◆ **REQUIRED TASK**
Your task is to give the data again, exactly, with every line intact.

◆ **INFORMATION PROVIDED**
===============
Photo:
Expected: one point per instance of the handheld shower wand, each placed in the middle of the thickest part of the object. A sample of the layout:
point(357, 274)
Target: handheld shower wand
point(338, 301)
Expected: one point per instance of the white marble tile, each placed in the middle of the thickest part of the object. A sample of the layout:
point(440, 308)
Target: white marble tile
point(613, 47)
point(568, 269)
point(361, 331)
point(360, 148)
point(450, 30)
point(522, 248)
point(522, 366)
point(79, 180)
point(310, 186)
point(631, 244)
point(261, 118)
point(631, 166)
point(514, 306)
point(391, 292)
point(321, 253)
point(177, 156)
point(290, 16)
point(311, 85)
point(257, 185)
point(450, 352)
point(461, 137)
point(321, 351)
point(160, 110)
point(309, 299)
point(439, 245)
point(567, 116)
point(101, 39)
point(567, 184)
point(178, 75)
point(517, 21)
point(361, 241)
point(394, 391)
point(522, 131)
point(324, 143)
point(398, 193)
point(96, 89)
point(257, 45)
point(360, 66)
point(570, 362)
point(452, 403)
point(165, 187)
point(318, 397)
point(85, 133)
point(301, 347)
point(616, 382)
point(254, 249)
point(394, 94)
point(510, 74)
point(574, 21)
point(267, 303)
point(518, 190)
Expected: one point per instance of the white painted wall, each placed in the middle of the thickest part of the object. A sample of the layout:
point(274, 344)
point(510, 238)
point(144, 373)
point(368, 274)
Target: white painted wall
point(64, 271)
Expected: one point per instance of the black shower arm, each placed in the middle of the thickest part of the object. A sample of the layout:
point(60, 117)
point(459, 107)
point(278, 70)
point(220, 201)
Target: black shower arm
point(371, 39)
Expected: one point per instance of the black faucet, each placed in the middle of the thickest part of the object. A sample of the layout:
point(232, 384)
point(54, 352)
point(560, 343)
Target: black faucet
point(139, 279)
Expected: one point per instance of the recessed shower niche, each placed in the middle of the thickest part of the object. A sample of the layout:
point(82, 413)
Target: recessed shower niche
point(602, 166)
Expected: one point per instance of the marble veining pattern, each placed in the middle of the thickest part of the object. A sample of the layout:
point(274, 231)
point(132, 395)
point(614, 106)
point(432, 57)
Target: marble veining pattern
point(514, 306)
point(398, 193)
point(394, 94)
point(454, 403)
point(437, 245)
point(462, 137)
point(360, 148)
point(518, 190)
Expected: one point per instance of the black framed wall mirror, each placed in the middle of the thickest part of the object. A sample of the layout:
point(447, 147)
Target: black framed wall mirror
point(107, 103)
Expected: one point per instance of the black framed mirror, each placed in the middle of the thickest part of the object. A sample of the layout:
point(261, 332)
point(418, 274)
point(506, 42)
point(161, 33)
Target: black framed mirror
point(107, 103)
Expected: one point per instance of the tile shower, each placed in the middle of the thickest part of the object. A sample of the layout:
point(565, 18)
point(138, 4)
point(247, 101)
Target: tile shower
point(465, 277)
===============
◆ **SOLUTION**
Photo:
Expected: one point per instance of the handheld shower wand, each placed in the middle of the thickest part of the object. A sample of the layout:
point(357, 274)
Target: handheld shower wand
point(338, 301)
Expected: one point per instance of the white marble tile, each placed in the middle of the thickest part of the object. A sample of the layout:
point(440, 308)
Target: white marble tile
point(613, 47)
point(568, 269)
point(361, 331)
point(360, 148)
point(450, 30)
point(522, 248)
point(522, 366)
point(79, 180)
point(310, 186)
point(631, 244)
point(261, 118)
point(631, 166)
point(514, 306)
point(391, 292)
point(321, 253)
point(177, 156)
point(290, 16)
point(311, 85)
point(257, 185)
point(450, 352)
point(461, 137)
point(321, 351)
point(160, 110)
point(309, 299)
point(439, 245)
point(567, 116)
point(101, 39)
point(567, 184)
point(178, 75)
point(517, 21)
point(361, 241)
point(394, 391)
point(522, 131)
point(324, 143)
point(398, 193)
point(96, 89)
point(257, 45)
point(360, 66)
point(570, 362)
point(452, 403)
point(165, 187)
point(318, 397)
point(85, 133)
point(301, 347)
point(616, 382)
point(254, 249)
point(394, 94)
point(510, 74)
point(574, 21)
point(267, 303)
point(518, 190)
Expected: one point per instance of the white painted wall, each placed in the middle of the thickest part of the object. A sample of the layout:
point(274, 344)
point(510, 238)
point(144, 373)
point(368, 274)
Target: white painted wall
point(64, 271)
Expected: one point per instance of the black shower arm, each placed in the middle of the thickest part of the object. A sample of the layout:
point(60, 117)
point(459, 107)
point(278, 70)
point(220, 201)
Target: black shower arm
point(371, 39)
Expected: one point per instance of the black faucet, each placed in the middle of the thickest part of the object. A sample of the layout:
point(232, 384)
point(54, 352)
point(560, 343)
Target: black faucet
point(139, 279)
Expected: one point per instance of the recessed shower niche, each placed in the middle of the thickest part of the object. A sample of the layout:
point(82, 413)
Target: recessed shower niche
point(602, 166)
Expected: one point per instance of the marble veining pattern, each placed in the middle of the thickest part of the object. A sample of the layout:
point(274, 231)
point(132, 395)
point(614, 106)
point(432, 57)
Target: marble veining pattern
point(514, 306)
point(398, 193)
point(394, 94)
point(454, 403)
point(437, 245)
point(462, 137)
point(360, 148)
point(518, 190)
Expected: one point per instance of the black framed wall mirror, each placed in the middle of the thickest part of the object. A sample of the layout:
point(447, 147)
Target: black framed wall mirror
point(107, 103)
Expected: one point per instance of the black framed mirror, each placed in the middle of the thickest part of the object. A sample of the layout:
point(261, 332)
point(418, 274)
point(506, 42)
point(161, 33)
Target: black framed mirror
point(107, 103)
Expected: one point per instance of the tile shower, each placed in the middle of the thickest part of the object. A sample of the layout:
point(565, 18)
point(138, 4)
point(247, 101)
Target: tile shower
point(465, 277)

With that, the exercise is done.